TEXT SECTION —
Thursday, May 25, 2006

Intransigent Member States

I thought I had heard it all. But apparently not.

Belgian foreign minister Karel de Gucht said on Tuesday in Warsaw that treaty changes should be agreed by a qualified majority of member states, rather than by unanimity, AFP reports. He said member states' current veto on treaty revisions is "a recipe for immobility."
Immobility in EU parlance being a crime worse than tyranny of course.

What he is actually suggesting is that countries should no longer have the right to decide which treaties to sign. He pretends otherwise:

"Countries belonging to the rejecting minority would, of course, have the right to opt out."
Nice. The EU constitution contained within it the voting structure for future. Tell me exactly how a country opts out of the voting structure agreed by the others?

Doesn't work does it.

3 comments:

Anonymous said...

Simple - when a (qualified) majority of countries decides to make changes, each country has the right to reconsider its membership.

If they don't like the new rules the majority agrees upon, they should decide to leave the club.

Serf said...

So basically, everytime a government baulks at a new extension to the EU project, they risk being thrown out?

Nice.

Funny how those peace loving Europhiles are always wanting to throw their weight around.

Anonymous said...

If you mean we could not opt out of the constitution's voting system i.e. not adopt it and other countries do, then sure. That would have to be agreed by all states. By the way the new proposed voting system is more logical than the previous one.

The constution also allowed for groups of countries to go ahead with projects on their own without all members. I think this person is proposing something along those lines. Again, I think both eurosceptics and pro-euro groups should like this. For example, the UK could opt out of something it really didn't want, and those who did want it could get it. Win-win no?

DATASET CONTENT —
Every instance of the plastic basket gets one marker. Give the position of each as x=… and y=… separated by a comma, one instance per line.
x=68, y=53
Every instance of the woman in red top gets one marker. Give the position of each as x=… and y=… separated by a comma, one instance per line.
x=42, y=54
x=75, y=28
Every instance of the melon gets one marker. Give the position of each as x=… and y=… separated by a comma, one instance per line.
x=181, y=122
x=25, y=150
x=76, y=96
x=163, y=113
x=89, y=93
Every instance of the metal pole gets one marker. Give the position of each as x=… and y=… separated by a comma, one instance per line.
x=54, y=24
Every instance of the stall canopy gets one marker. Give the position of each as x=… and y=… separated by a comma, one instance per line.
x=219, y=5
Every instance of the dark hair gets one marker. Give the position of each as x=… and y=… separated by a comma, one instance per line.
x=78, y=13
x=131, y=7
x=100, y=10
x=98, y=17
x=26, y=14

TASK INSTRUCTIONS —
- a) Reproduce the stretch of the blog post on EU treaty changes from "Nice. The EU" through "work does it.".
- b) Please rewrite the paragraph of the blog post on EU treaty changes beginning "If you mean we could not opt out" as a short bulleted list, keeping its main points.
- c) In the blog post on EU treaty changes, what phrase did the Belgian foreign minister use to describe member states' current veto on treaty revisions?

RESPONSES TO THE TASKS —
- a)
Nice. The EU constitution contained within it the voting structure for future. Tell me exactly how a country opts out of the voting structure agreed by the others?

Doesn't work does it.

- b)
- The commenter agrees that a country could not opt out of the constitution's voting system (not adopt it while other countries do).
- Such an arrangement would have to be agreed by all states.
- The commenter considers the new proposed voting system more logical than the previous one.

- c) He called it "a recipe for immobility."